Collected data:
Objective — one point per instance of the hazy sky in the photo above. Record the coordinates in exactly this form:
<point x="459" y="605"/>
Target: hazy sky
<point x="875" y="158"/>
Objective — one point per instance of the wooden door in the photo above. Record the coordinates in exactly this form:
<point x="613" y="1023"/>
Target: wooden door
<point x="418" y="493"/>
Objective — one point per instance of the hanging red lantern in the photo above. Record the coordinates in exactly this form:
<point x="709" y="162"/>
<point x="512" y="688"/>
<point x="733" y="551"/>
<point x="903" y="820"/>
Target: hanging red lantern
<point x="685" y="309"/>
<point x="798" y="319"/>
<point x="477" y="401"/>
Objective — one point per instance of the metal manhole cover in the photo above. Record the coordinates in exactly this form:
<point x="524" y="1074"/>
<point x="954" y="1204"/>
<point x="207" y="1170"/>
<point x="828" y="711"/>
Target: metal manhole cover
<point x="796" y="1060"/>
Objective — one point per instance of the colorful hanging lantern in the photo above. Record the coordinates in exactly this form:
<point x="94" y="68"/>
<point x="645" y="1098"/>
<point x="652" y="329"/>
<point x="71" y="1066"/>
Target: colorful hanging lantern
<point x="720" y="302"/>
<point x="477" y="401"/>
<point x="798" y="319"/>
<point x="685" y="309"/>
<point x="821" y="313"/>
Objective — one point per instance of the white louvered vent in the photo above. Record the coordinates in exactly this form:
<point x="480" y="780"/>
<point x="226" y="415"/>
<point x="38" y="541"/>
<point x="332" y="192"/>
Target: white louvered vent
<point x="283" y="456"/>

*Written instruction*:
Retype the records above exactly.

*Result below*:
Objective — one point per instance of the hazy sky in the photo above. Record the coordinates in exactly this form:
<point x="459" y="605"/>
Target: hazy sky
<point x="875" y="158"/>
Objective — one point per instance of the wooden door in the photo above. Record the coordinates in exactly this form:
<point x="613" y="1023"/>
Target: wooden door
<point x="418" y="493"/>
Objective — one point per instance of the hanging red lantern in the photo above. Record the coordinates in exactly this form:
<point x="709" y="162"/>
<point x="512" y="688"/>
<point x="733" y="551"/>
<point x="903" y="820"/>
Target: hanging red lantern
<point x="685" y="309"/>
<point x="798" y="319"/>
<point x="477" y="401"/>
Objective — one point per instance of the metal manhole cover in the photo above. Record the coordinates in exactly this form:
<point x="524" y="1074"/>
<point x="954" y="1204"/>
<point x="207" y="1170"/>
<point x="828" y="711"/>
Target: metal manhole cover
<point x="796" y="1060"/>
Objective — one point per instance of the colorful hanging lantern in the photo above. Record the coordinates in exactly this form:
<point x="94" y="68"/>
<point x="645" y="1098"/>
<point x="652" y="329"/>
<point x="71" y="1066"/>
Target: colorful hanging lantern
<point x="720" y="302"/>
<point x="477" y="401"/>
<point x="798" y="319"/>
<point x="685" y="309"/>
<point x="821" y="313"/>
Objective — one point per instance of the white louvered vent in the photo above. Record the coordinates in exactly this form:
<point x="480" y="780"/>
<point x="226" y="415"/>
<point x="38" y="541"/>
<point x="332" y="192"/>
Target: white louvered vent
<point x="283" y="456"/>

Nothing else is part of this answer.